> _GIVEN REQUEST_
Copy the lines below, from the start through the line containing "[(156, 1155), (158, 1230), (625, 1271)]", with every other line left as it is. Multiply each coordinate in the answers by 0.8 and round to a whole number, rounding halves up.
☆ ☆ ☆ ☆
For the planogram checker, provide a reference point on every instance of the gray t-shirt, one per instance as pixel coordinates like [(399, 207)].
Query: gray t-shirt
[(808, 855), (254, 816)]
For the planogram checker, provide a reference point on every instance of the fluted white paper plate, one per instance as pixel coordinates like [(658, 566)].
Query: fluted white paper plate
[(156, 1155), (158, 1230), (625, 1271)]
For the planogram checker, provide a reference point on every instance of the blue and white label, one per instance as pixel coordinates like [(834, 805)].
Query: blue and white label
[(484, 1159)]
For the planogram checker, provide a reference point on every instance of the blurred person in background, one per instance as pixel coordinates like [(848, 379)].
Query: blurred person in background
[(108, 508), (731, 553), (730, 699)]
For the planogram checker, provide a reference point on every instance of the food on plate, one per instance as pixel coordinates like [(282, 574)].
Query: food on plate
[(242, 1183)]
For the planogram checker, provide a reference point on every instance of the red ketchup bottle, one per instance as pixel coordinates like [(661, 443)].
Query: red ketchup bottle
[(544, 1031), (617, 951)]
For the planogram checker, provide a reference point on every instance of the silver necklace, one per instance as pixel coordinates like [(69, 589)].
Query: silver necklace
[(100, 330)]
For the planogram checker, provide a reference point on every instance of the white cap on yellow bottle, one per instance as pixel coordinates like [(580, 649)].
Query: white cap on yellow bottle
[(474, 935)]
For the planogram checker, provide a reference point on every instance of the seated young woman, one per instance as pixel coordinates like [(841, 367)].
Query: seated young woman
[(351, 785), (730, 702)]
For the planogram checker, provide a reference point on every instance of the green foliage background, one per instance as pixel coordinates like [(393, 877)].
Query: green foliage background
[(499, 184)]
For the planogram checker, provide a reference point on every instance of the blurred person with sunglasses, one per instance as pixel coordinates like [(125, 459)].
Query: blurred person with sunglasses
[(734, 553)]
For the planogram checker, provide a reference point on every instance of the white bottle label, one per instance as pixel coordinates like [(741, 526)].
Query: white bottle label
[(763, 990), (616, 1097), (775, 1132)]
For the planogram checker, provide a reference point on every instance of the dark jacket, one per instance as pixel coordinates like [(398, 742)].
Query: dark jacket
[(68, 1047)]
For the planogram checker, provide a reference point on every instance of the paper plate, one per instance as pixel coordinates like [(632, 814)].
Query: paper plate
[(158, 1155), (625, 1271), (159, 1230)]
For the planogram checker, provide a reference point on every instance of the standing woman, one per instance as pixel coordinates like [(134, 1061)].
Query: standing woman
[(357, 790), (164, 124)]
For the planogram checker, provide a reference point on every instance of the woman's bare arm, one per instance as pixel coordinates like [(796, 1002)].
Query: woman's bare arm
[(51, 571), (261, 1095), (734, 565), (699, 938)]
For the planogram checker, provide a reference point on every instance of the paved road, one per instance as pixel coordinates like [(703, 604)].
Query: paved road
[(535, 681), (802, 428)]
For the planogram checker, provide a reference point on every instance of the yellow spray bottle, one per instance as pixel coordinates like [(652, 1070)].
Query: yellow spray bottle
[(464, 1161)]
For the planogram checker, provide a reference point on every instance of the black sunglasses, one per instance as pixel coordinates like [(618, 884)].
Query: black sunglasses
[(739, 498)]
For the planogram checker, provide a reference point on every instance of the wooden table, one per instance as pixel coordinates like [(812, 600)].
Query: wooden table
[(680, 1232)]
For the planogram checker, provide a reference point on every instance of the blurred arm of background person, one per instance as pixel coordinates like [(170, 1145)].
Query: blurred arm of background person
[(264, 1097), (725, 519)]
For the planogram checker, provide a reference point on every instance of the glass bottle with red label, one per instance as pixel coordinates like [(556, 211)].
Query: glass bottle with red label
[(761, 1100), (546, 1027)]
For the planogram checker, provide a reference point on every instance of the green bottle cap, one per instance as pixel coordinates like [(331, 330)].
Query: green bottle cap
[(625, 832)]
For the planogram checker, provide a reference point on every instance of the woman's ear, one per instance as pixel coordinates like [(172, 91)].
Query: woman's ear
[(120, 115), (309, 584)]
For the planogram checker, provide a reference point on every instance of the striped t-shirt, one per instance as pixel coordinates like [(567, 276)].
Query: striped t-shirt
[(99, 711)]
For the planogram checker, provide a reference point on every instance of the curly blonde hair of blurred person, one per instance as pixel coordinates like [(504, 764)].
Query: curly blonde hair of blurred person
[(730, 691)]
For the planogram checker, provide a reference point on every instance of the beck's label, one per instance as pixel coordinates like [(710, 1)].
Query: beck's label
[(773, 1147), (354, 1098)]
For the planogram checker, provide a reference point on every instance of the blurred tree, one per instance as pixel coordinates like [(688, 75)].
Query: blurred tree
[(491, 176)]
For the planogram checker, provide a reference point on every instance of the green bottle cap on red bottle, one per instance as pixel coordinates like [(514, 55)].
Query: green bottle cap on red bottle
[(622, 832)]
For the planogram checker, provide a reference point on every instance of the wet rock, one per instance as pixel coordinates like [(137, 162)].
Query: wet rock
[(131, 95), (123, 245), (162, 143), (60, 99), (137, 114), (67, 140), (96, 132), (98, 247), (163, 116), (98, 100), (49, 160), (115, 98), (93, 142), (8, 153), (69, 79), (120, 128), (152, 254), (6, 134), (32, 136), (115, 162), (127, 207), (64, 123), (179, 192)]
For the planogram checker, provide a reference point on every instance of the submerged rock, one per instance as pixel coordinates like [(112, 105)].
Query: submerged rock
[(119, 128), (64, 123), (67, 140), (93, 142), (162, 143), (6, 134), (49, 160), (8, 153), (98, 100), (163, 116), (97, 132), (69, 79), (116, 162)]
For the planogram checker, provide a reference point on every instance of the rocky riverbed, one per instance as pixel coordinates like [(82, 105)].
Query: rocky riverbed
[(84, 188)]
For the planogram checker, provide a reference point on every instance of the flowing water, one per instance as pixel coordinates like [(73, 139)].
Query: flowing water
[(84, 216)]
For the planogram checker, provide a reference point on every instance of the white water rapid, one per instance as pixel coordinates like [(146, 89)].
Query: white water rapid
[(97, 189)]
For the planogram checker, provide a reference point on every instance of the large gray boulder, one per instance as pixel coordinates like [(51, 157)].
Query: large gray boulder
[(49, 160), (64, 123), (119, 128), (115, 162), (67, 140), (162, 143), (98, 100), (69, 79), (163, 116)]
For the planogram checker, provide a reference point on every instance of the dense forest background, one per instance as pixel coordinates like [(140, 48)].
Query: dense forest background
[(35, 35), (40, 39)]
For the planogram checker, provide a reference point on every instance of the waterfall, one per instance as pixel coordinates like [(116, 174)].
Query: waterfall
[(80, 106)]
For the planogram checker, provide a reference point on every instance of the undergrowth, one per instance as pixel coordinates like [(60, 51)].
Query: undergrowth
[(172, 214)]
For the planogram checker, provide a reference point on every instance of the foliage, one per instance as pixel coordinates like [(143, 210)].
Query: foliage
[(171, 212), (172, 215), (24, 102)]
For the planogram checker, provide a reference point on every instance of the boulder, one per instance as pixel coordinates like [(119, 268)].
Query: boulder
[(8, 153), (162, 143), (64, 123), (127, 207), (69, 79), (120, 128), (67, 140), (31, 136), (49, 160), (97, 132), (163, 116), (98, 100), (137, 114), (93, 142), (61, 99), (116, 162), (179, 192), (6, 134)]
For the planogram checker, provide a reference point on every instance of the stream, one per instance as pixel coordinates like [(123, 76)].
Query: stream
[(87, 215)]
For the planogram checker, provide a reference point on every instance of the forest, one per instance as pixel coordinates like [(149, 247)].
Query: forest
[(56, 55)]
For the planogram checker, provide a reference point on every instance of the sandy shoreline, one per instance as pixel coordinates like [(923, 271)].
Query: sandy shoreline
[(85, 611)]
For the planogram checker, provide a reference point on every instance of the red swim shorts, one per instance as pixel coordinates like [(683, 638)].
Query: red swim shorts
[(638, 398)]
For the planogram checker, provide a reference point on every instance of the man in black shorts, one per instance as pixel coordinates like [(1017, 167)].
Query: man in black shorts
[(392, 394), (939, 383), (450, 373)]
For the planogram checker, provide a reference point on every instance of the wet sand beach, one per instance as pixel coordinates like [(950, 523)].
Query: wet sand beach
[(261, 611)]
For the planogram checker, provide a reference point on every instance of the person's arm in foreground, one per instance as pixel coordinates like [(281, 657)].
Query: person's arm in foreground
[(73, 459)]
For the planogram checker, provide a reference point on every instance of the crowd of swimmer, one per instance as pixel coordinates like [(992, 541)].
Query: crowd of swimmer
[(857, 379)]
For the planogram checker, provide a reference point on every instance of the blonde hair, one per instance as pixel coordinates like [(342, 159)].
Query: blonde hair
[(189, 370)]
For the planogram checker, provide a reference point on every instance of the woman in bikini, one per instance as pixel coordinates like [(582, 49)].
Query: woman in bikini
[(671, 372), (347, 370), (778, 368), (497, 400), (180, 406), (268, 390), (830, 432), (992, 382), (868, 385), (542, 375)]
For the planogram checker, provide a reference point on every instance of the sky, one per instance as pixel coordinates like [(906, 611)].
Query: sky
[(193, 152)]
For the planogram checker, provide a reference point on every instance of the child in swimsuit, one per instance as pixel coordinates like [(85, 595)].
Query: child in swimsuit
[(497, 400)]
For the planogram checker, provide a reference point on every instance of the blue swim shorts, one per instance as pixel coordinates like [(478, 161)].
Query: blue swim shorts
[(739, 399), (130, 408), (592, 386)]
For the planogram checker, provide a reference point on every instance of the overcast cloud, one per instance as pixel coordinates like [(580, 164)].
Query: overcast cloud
☆ ☆ ☆ ☆
> _OUTPUT BELOW_
For the planogram checker, provide a reference point on every instance of the gray t-shirt, one per instance as pixel coordinates like [(399, 207)].
Query: gray t-shirt
[(646, 684), (203, 653)]
For the planogram checker, provide a reference point on every instance of the fluted white paper plate, one per instance as pixel coordinates like [(658, 566)].
Query: fluted white paper plate
[(125, 924), (126, 984), (500, 1017)]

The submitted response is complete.